Take each line below that has "frog" and copy it.

[The data]

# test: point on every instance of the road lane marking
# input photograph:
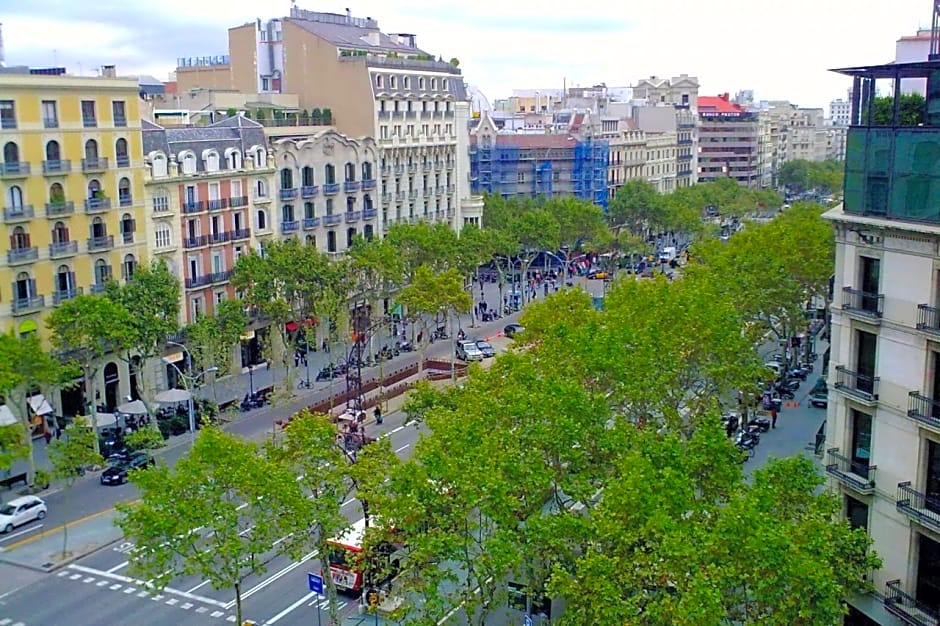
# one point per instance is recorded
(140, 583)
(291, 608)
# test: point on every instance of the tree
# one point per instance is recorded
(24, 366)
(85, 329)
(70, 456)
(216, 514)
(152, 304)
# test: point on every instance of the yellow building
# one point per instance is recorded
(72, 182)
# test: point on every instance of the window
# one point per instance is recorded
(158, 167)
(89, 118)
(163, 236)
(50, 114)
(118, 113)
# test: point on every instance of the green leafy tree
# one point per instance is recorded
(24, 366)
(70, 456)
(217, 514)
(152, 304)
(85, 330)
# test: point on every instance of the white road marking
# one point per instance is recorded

[/The data]
[The data]

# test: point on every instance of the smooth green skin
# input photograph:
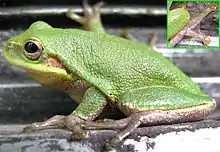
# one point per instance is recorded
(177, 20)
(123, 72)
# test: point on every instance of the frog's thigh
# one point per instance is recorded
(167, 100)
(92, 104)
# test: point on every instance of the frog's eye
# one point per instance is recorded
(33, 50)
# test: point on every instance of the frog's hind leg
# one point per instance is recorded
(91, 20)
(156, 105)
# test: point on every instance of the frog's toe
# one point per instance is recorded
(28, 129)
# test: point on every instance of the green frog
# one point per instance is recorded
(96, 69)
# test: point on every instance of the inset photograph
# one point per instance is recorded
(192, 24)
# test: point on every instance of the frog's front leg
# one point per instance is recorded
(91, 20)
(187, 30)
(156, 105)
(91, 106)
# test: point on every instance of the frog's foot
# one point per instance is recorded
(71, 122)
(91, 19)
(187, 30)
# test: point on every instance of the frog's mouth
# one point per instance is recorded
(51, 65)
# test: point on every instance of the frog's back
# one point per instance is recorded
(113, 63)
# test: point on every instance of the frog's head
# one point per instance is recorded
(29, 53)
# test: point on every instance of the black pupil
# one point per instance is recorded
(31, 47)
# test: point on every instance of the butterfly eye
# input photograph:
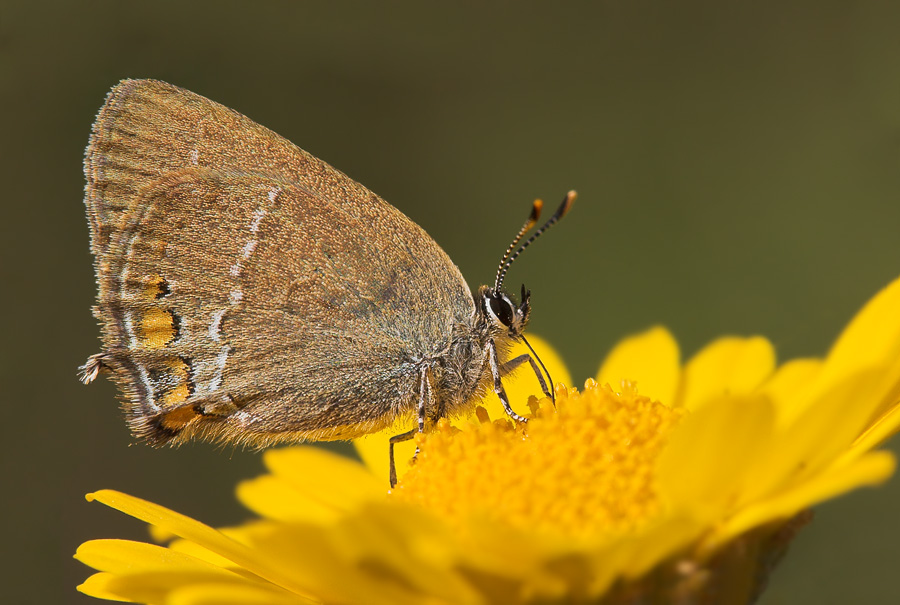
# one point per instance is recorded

[/The data]
[The data]

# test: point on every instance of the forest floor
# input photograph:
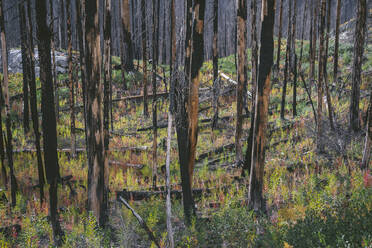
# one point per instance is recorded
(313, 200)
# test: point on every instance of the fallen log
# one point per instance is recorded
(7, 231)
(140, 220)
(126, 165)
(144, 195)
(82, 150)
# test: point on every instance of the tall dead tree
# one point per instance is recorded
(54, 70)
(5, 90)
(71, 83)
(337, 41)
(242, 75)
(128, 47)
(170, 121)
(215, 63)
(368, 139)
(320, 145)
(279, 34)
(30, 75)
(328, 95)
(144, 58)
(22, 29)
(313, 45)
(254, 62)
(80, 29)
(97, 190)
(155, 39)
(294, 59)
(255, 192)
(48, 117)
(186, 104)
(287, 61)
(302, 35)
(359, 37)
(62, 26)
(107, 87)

[/The data]

__Solution__
# test: point on every instance of the frog's thigh
# test: point on every instance of the frog's eye
# test: point on every instance of the frog's hind leg
# test: point on every instance of the frog's toe
# test: point on every instance of the green frog
# test: point on every instance of the frog's front leg
# test: point on every instance of the frog's foot
# test: point on every instance of the frog's mouth
# test: point on every instance of the frog's back
# test: point on every instance of the frog's head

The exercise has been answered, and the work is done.